### Quoted passage
▬▬▬
ARLINGTON, Texas — A couple of wisecracking Orioles couldn't help themselves when they watched Tommy Hunter against the dugout railing shaking hands with members of the Texas media or Chris Davis and Omar Quintanilla chatting with Rangers fans in the stands.

"Cut the cord," one player coughed into his glove.


"You're an Oriole now," another one jabbed.

Traveling to Texas is as much a homecoming as it is another tough road trip for the Orioles these days. Six Orioles on the 25-man roster — Davis, Hunter, Quintanilla, Darren O'Day, Taylor Teagarden and Pedro Strop — played for the Rangers at one point. Zach Britton, Lew Ford, O'Day, Davis, Teagarden and Quintanilla were born, grew up or still live in Texas.


Buck Showalter managed the Rangers and four of his coaches — John Russell, DeMarlo Hale, Rick Adair and Wayne Kirby — have ties to the organization.

"I think sometimes old guys like me, maybe we don't take that into perspective as much as we should," Showalter said of the importance of the homecoming. "The players, whether it is Chris or Darren or Petey or Tommy Hunter … it is something I think that means something to them. They are very proud of the time they've spent here and some of the great relationships they had."

There's also a flip side. The Rangers, to differing extents, gave up on the players, whether it was putting them on waivers or dealing them in a pennant push. Hunter, for instance, actually started a World Series game for the Rangers in 2010, but he was included in the July 2011 deadline deal, along with Davis, for reliever Koji Uehara.

"He certainly wasn't a guy we wanted to give up, but to get what we needed we had to give him up," Rangers manager Ron Washington said of Hunter. "He was in the learning process, and he's still learning. Once he figures it out, he's going to be a valuable piece."

Perhaps the best player the Orioles have received from the Rangers is Strop, who was involved in last year's Michael Gonzalez transaction. Strop pitched in 33 games in parts of three seasons with Texas, but he struggled with control and consistency. He has settled in with the Orioles and been one of the best set-up men in the American League.

Heading into Tuesday, Strop still hadn't pitched in Arlington since he came to the Orioles, so he said he wasn't sure how he'd feel once he took the mound against his old team.
▬▬▬
### Record list
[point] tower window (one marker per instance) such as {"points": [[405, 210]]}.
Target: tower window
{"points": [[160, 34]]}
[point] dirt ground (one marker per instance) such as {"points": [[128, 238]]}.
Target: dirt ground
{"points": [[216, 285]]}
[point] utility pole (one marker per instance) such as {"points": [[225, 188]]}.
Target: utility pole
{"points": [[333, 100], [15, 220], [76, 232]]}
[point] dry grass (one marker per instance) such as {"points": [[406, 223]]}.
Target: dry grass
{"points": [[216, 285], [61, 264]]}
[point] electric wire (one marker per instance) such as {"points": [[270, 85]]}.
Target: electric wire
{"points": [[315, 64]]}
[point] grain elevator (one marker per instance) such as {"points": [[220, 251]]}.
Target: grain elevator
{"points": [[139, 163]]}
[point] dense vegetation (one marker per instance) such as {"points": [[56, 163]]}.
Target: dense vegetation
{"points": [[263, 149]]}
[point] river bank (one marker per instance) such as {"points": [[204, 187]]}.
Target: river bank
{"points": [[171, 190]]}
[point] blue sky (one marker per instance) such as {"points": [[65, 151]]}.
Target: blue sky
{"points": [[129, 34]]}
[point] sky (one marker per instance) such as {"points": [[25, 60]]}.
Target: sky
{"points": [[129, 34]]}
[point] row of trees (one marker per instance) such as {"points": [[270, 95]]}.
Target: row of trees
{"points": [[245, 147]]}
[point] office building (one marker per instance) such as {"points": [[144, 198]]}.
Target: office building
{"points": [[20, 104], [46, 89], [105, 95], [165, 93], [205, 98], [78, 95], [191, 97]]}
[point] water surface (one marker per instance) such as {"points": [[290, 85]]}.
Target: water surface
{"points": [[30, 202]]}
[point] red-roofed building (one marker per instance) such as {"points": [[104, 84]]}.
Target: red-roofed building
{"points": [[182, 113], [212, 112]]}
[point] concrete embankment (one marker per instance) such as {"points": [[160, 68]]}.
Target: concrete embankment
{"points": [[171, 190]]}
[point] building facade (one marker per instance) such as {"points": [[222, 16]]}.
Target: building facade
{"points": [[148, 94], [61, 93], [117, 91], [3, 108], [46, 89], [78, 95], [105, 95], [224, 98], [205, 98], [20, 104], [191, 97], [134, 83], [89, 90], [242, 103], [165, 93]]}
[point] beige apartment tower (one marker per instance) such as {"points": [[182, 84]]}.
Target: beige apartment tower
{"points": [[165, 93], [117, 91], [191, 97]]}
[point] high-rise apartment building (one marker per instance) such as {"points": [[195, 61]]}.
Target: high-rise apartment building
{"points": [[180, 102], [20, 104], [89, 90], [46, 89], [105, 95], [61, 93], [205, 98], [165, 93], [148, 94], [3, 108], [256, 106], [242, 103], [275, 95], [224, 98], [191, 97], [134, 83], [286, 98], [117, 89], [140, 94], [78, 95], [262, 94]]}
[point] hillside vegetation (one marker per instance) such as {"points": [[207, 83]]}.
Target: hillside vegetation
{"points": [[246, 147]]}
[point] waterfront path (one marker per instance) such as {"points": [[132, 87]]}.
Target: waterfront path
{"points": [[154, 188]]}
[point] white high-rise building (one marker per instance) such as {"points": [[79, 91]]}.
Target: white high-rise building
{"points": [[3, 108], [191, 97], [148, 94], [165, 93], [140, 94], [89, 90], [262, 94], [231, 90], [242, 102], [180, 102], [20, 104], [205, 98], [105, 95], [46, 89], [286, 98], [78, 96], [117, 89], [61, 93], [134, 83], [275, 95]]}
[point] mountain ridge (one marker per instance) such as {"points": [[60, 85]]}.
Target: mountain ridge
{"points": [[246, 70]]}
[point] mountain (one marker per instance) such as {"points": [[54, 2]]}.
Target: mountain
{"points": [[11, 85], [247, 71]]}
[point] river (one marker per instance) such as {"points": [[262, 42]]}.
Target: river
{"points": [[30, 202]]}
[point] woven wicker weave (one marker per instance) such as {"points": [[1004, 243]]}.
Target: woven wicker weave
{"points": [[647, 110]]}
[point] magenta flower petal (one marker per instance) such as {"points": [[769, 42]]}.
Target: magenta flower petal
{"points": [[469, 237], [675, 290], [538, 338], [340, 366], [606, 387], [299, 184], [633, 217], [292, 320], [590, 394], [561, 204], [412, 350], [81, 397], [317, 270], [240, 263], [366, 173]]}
▬▬▬
### Work to do
**a)** In the Orioles-Rangers article, which reliever did the Rangers receive in the July 2011 deadline deal that included Hunter and Davis?
**b)** Quote the Orioles-Rangers article word for word, starting at "Perhaps the best" and ending at "the American League.".

### List of solutions
**a)** Koji Uehara

**b)**
Perhaps the best player the Orioles have received from the Rangers is Strop, who was involved in last year's Michael Gonzalez transaction. Strop pitched in 33 games in parts of three seasons with Texas, but he struggled with control and consistency. He has settled in with the Orioles and been one of the best set-up men in the American League.